WRITTEN EXERCISE –
Starting with the line containing "Can you spot the blue denim" and continuing through the line containing "x=1032, y=555", both included, convert those lines from the items below into a JSON list of strings, one string per line. Leave out any blank lines and include nothing else.
## begin RECORDS SUPPLIED
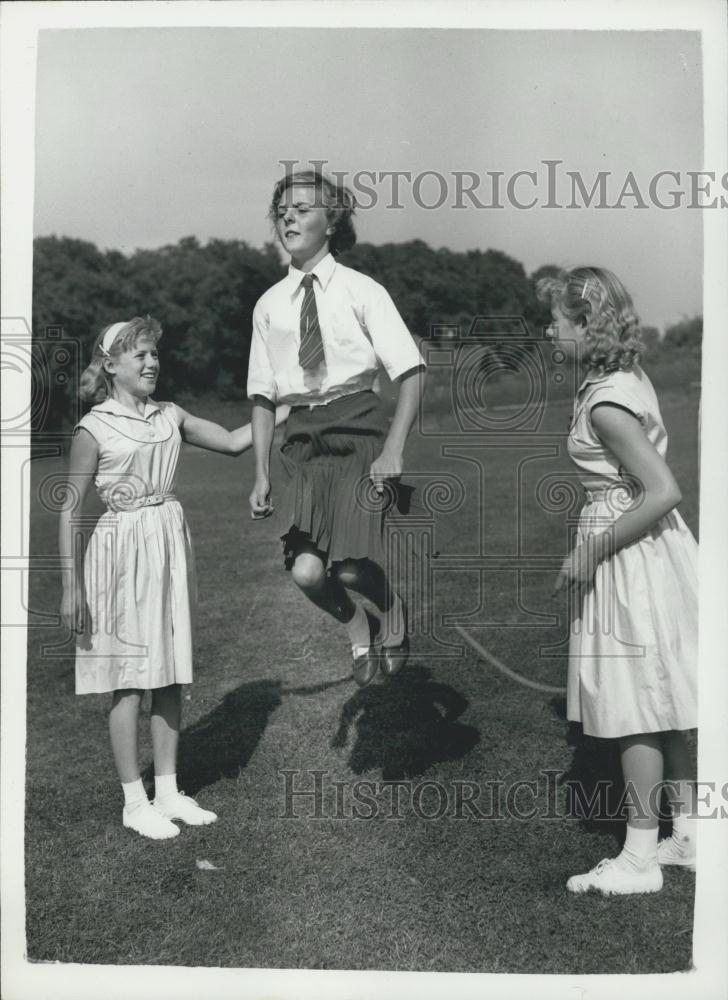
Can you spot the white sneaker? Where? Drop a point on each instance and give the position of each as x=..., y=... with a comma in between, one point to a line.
x=183, y=807
x=673, y=851
x=149, y=823
x=611, y=879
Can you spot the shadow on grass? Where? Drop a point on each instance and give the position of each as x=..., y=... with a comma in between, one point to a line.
x=405, y=725
x=222, y=742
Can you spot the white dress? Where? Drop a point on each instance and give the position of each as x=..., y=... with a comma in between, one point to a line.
x=139, y=566
x=633, y=643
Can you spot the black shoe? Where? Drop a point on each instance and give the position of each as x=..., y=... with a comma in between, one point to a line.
x=365, y=667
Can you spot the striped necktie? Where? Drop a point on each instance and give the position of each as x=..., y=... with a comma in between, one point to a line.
x=311, y=351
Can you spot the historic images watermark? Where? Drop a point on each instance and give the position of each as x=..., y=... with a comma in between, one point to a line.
x=313, y=793
x=465, y=434
x=547, y=184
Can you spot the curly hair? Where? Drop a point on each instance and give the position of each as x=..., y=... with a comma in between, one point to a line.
x=96, y=383
x=336, y=198
x=596, y=297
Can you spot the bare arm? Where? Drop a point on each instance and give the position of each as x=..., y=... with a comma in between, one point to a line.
x=262, y=425
x=213, y=437
x=390, y=463
x=82, y=463
x=623, y=435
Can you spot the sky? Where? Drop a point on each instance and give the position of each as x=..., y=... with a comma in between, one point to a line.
x=147, y=135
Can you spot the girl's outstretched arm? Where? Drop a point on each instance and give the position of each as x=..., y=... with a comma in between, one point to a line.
x=213, y=437
x=389, y=464
x=82, y=464
x=622, y=433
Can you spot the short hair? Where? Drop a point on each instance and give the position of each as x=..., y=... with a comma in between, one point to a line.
x=336, y=198
x=598, y=298
x=96, y=384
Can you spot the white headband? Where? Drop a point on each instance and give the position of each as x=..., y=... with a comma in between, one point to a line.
x=110, y=336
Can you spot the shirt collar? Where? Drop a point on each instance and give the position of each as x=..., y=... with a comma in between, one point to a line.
x=323, y=271
x=111, y=405
x=590, y=379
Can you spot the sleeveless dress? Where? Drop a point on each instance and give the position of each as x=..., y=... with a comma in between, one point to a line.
x=633, y=641
x=139, y=566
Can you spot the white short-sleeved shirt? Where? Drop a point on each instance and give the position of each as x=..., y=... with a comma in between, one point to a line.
x=597, y=467
x=361, y=330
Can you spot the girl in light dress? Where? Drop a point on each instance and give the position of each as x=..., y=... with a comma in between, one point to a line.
x=321, y=337
x=632, y=575
x=131, y=600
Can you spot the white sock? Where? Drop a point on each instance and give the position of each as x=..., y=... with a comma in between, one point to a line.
x=683, y=826
x=165, y=786
x=640, y=848
x=135, y=794
x=358, y=629
x=393, y=623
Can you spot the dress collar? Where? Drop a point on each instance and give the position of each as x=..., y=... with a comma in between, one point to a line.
x=111, y=405
x=590, y=380
x=323, y=271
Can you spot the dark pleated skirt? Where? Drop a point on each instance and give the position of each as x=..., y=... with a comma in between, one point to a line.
x=329, y=502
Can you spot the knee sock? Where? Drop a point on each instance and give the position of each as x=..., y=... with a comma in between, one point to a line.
x=165, y=786
x=135, y=794
x=393, y=623
x=358, y=630
x=683, y=826
x=640, y=848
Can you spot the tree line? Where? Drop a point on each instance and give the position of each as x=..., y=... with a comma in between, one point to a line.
x=204, y=294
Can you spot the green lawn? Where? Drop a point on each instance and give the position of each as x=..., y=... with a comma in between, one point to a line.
x=273, y=693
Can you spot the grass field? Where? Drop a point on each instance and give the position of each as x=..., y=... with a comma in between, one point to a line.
x=273, y=694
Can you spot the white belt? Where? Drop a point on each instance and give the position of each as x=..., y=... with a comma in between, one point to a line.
x=119, y=506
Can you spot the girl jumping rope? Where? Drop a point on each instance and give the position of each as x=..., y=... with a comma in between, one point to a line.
x=320, y=337
x=131, y=600
x=633, y=578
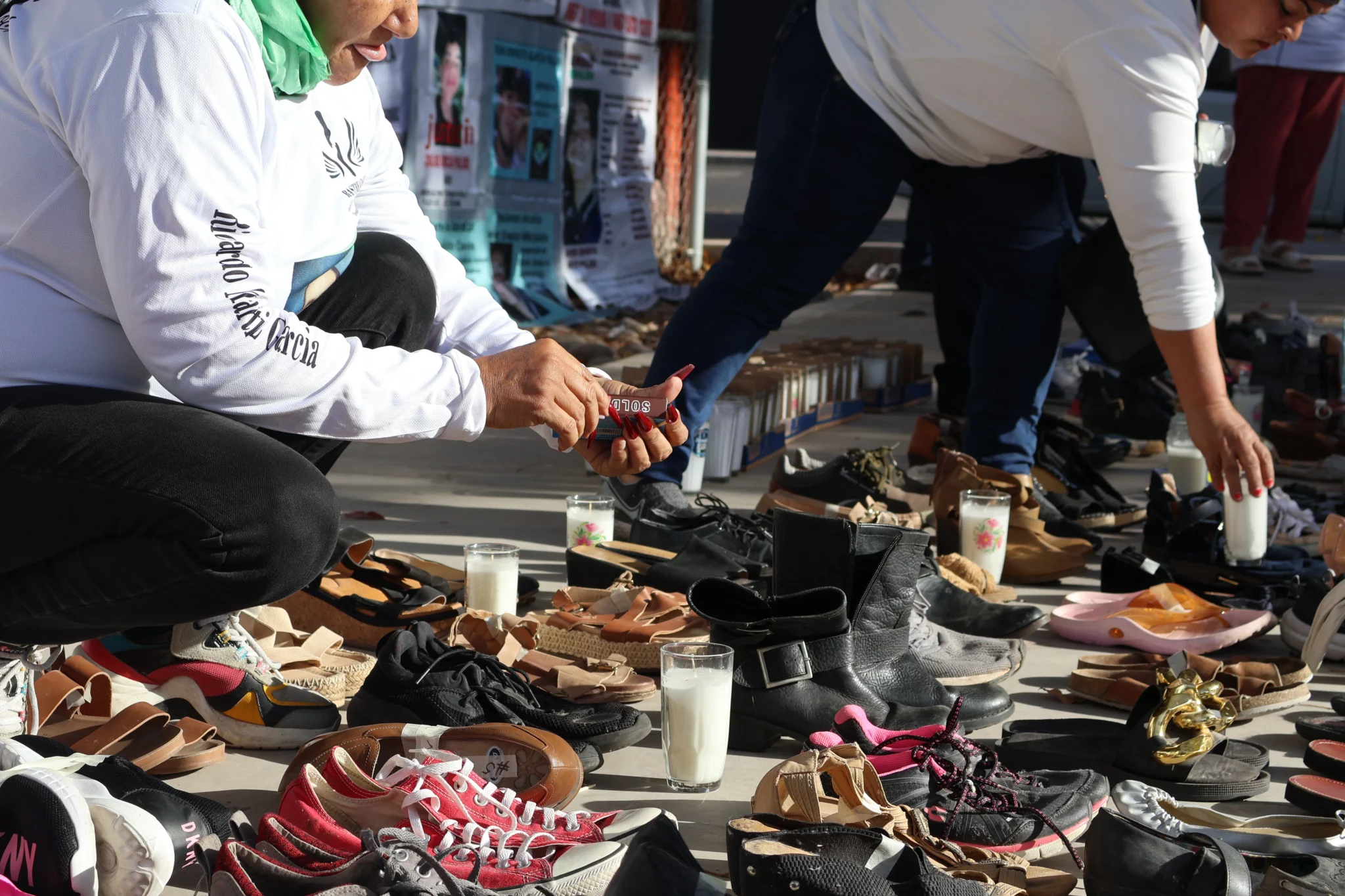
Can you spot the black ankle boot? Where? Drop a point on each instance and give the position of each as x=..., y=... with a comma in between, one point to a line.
x=947, y=605
x=797, y=661
x=877, y=567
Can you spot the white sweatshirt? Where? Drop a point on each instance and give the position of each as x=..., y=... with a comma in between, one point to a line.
x=158, y=200
x=979, y=82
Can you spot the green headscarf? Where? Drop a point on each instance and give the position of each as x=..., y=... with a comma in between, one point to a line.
x=295, y=62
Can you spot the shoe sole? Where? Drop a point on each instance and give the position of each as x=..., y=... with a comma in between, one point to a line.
x=238, y=734
x=368, y=710
x=135, y=853
x=1046, y=847
x=1294, y=631
x=581, y=882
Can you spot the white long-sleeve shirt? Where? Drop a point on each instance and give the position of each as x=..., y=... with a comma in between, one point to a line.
x=156, y=202
x=981, y=82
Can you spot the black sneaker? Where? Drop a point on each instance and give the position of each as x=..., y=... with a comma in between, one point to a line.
x=937, y=774
x=848, y=477
x=46, y=834
x=187, y=817
x=745, y=539
x=843, y=861
x=423, y=680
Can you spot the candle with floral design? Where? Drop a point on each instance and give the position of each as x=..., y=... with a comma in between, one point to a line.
x=985, y=530
x=590, y=521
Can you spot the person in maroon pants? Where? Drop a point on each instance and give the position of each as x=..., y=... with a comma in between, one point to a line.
x=1289, y=98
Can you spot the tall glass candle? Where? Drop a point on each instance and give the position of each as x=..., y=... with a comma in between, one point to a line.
x=985, y=530
x=491, y=576
x=590, y=519
x=697, y=685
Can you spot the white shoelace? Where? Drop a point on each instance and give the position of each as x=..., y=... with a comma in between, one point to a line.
x=455, y=771
x=244, y=644
x=1287, y=517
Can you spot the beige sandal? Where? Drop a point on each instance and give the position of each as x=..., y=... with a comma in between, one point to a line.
x=635, y=622
x=513, y=641
x=971, y=576
x=794, y=790
x=315, y=661
x=1285, y=255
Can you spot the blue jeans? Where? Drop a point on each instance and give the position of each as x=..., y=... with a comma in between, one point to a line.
x=826, y=171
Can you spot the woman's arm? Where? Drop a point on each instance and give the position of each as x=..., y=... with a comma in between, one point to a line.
x=1218, y=429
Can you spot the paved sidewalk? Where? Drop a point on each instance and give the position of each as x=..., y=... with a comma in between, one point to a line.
x=439, y=496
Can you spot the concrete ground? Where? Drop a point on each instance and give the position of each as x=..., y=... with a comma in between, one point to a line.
x=506, y=486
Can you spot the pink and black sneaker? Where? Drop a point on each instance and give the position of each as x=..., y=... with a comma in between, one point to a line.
x=967, y=798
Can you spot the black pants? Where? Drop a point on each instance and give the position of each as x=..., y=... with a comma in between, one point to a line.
x=123, y=509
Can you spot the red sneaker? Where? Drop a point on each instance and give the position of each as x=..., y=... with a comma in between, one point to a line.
x=493, y=857
x=464, y=796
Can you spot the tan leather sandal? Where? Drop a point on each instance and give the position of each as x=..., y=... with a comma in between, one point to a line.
x=317, y=661
x=513, y=641
x=635, y=622
x=794, y=790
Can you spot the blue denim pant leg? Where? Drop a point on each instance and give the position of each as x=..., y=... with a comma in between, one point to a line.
x=1011, y=224
x=826, y=171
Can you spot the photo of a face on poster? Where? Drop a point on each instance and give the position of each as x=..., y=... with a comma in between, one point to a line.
x=513, y=119
x=583, y=217
x=450, y=65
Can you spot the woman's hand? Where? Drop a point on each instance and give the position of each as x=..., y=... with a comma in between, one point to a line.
x=1231, y=449
x=642, y=444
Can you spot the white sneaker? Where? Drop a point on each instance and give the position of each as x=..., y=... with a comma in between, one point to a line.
x=135, y=853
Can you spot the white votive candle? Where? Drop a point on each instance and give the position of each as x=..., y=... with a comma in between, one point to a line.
x=590, y=519
x=491, y=578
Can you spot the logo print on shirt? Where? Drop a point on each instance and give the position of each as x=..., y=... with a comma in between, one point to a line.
x=341, y=161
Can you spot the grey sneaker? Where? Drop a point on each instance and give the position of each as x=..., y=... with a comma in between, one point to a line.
x=961, y=660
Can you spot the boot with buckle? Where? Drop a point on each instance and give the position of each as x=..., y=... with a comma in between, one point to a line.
x=877, y=567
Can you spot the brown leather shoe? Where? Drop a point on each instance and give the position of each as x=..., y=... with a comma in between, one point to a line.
x=536, y=765
x=1032, y=555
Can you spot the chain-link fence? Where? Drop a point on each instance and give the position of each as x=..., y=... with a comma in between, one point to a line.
x=674, y=175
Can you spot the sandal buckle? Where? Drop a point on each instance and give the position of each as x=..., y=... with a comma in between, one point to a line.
x=803, y=653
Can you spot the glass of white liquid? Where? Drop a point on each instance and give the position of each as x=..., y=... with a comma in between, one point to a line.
x=491, y=576
x=590, y=519
x=1245, y=526
x=985, y=530
x=697, y=685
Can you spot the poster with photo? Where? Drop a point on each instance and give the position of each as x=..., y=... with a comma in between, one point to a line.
x=443, y=144
x=526, y=110
x=628, y=19
x=607, y=172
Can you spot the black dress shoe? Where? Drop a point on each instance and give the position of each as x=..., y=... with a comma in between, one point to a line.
x=947, y=605
x=876, y=566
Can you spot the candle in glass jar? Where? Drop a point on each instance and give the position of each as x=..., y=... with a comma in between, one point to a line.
x=590, y=519
x=491, y=578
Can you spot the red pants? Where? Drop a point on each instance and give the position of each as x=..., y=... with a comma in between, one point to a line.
x=1283, y=121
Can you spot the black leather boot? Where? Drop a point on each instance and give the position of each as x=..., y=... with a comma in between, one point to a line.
x=877, y=567
x=947, y=605
x=795, y=661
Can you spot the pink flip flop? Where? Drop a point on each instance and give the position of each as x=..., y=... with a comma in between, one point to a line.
x=1161, y=620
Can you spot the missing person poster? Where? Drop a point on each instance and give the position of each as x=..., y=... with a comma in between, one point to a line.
x=607, y=171
x=441, y=150
x=628, y=19
x=526, y=112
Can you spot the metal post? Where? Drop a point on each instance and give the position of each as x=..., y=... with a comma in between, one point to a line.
x=704, y=33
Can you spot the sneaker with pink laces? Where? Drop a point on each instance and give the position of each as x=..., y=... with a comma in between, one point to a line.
x=467, y=797
x=494, y=857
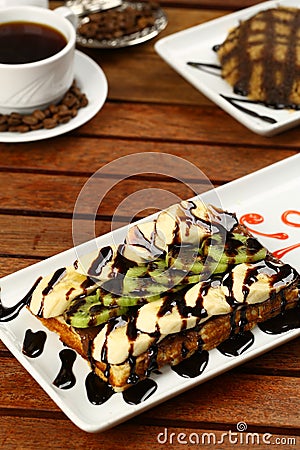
## end RECORDS SUPPLIED
EXERCISE SOLUTION –
[
  "Can you spot the blue denim pant leg? Where? Drop a point on each instance and give the position of each as x=..., y=... with a comma in between, one point to a line.",
  "x=1011, y=224",
  "x=826, y=171",
  "Can you spot the photo of a face on poster? Where? Drop a point on each instance and give the position of each as x=..., y=... with a comma in between, one point to a line.",
  "x=513, y=119",
  "x=583, y=217",
  "x=450, y=65",
  "Can you spot the woman's hand? Where? Drop a point on each instance and give the position of each as x=..., y=... with a comma in between, one point to a line.",
  "x=1231, y=449",
  "x=642, y=444",
  "Can you spot the white sneaker? Where? Drop a point on each instance and give the position of each as x=..., y=... with a comma in between, one point to a line.",
  "x=135, y=853",
  "Can you spot the white votive candle? Where? Drop a point on each instance and give the position of each as x=..., y=... with a comma in between, one point to a line.",
  "x=590, y=519",
  "x=491, y=578",
  "Can you spot the logo print on shirt? Where? Drop a point on each instance and give the position of each as x=..., y=... with a comma in between, one point to a line.",
  "x=341, y=161",
  "Can you spot the grey sneaker? Where? Drop a point on each instance and give the position of each as x=..., y=... with a comma in between, one point to a line.",
  "x=961, y=660",
  "Can you spot the boot with buckle? Where? Drop a point on each instance and give the position of each as x=..., y=... with a comma in between, one point to a line.",
  "x=877, y=567",
  "Can you spot the brown leather shoe? Where? Drop a point on each instance and give the position of each as x=..., y=... with a comma in between, one point to a line.",
  "x=536, y=765",
  "x=1032, y=555"
]